Image location labeling entries
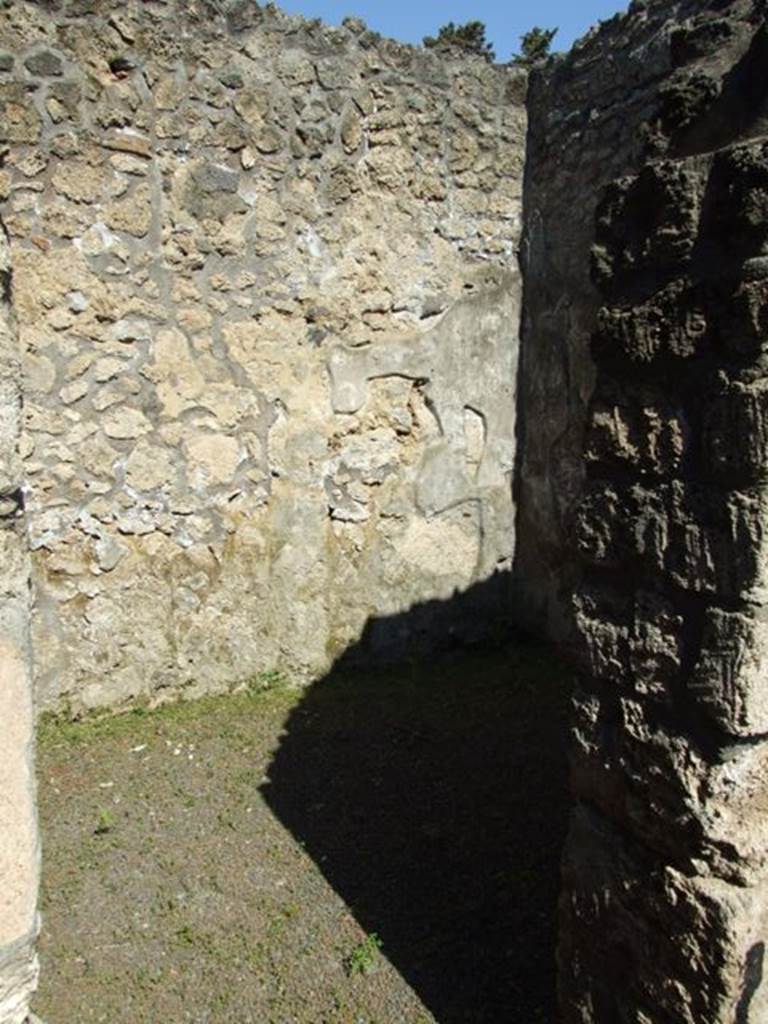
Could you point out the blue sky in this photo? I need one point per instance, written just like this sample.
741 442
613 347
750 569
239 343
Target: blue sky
505 22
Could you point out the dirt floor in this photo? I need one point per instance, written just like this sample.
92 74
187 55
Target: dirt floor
381 848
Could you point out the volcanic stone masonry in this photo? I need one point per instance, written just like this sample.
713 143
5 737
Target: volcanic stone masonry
263 280
646 322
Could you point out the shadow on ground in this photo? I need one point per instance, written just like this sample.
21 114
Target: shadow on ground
433 797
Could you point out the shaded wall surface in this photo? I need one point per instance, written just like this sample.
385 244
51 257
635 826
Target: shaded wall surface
645 327
267 298
18 842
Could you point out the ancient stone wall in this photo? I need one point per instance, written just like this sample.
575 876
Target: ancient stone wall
267 297
646 321
18 842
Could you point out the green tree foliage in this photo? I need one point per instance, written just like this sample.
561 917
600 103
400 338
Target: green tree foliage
468 38
534 47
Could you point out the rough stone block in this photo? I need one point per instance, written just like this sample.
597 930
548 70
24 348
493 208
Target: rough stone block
642 941
730 679
646 223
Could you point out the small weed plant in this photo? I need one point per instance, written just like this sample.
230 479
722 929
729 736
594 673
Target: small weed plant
105 822
363 957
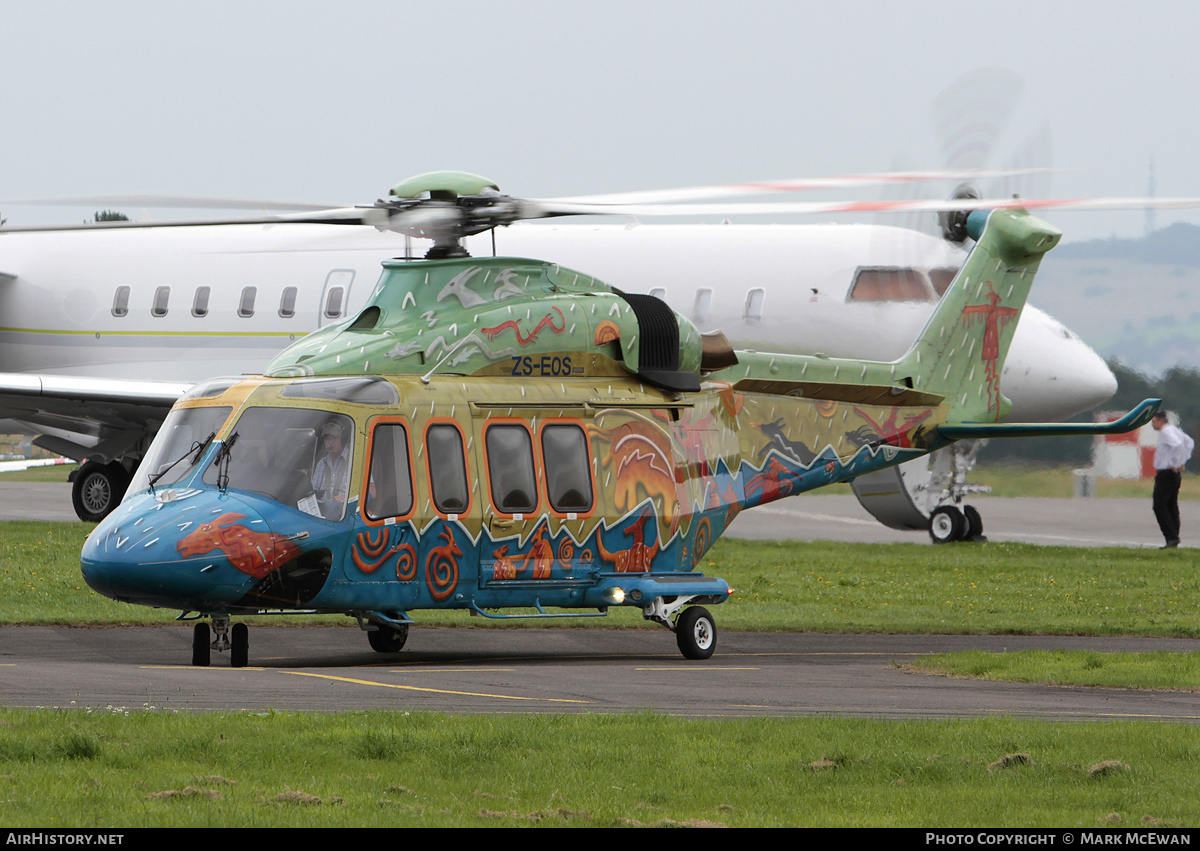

_Directions for this task_. Report how many of the lines above contain the string "small", with case counting, and give only the number.

_Solution_. 2